Object position labeling entries
* start *

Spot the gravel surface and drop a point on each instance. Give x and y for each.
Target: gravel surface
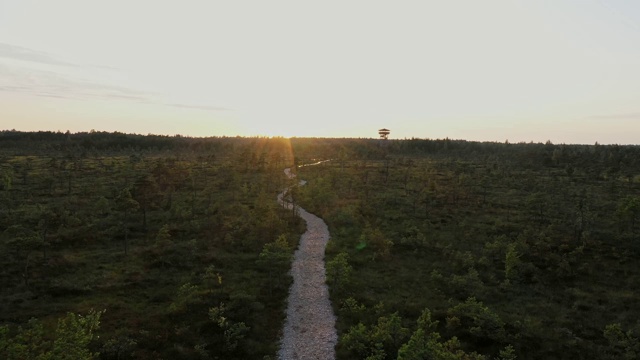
(309, 330)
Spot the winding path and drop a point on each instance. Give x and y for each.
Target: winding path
(309, 331)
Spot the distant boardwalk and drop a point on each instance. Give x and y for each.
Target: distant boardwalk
(309, 330)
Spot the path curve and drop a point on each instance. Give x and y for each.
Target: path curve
(309, 331)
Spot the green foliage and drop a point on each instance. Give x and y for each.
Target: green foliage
(512, 263)
(72, 338)
(622, 345)
(476, 320)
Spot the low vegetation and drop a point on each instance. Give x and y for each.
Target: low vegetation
(448, 249)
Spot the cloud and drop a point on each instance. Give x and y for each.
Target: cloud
(623, 116)
(54, 84)
(25, 54)
(70, 84)
(200, 107)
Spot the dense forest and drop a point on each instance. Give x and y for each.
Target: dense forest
(118, 246)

* end *

Goal. Reproduce the listing above line for line, omitting the pictures.

Result for this task.
Spot the gravel surface and drop a point on each instance. Give x and y for each.
Target: gravel surface
(309, 330)
Spot the winding path and drop a point on each instance. Give x and y for each.
Target: winding path
(309, 331)
Spot the distant boardwalk and drop a point on each instance. Give x and y for each.
Target: distant boardwalk
(309, 330)
Spot the path curve and drop a point on each instance. Give x and y for each.
Target: path curve
(309, 331)
Spot the green foliage and drop a point on each instance. Give x and y for each.
Target: green foliage
(512, 263)
(72, 338)
(622, 345)
(476, 320)
Spot the low vegetation and drop a point on each instance. Give x and y for each.
Target: low vegetation
(448, 249)
Spot the cloud and drop a point on each instance. Give x and y for each.
Target: cloud
(623, 116)
(54, 84)
(25, 54)
(70, 84)
(200, 107)
Spot the dense forest and drop a point on each instance. Give x and y for each.
Target: dense forest
(118, 246)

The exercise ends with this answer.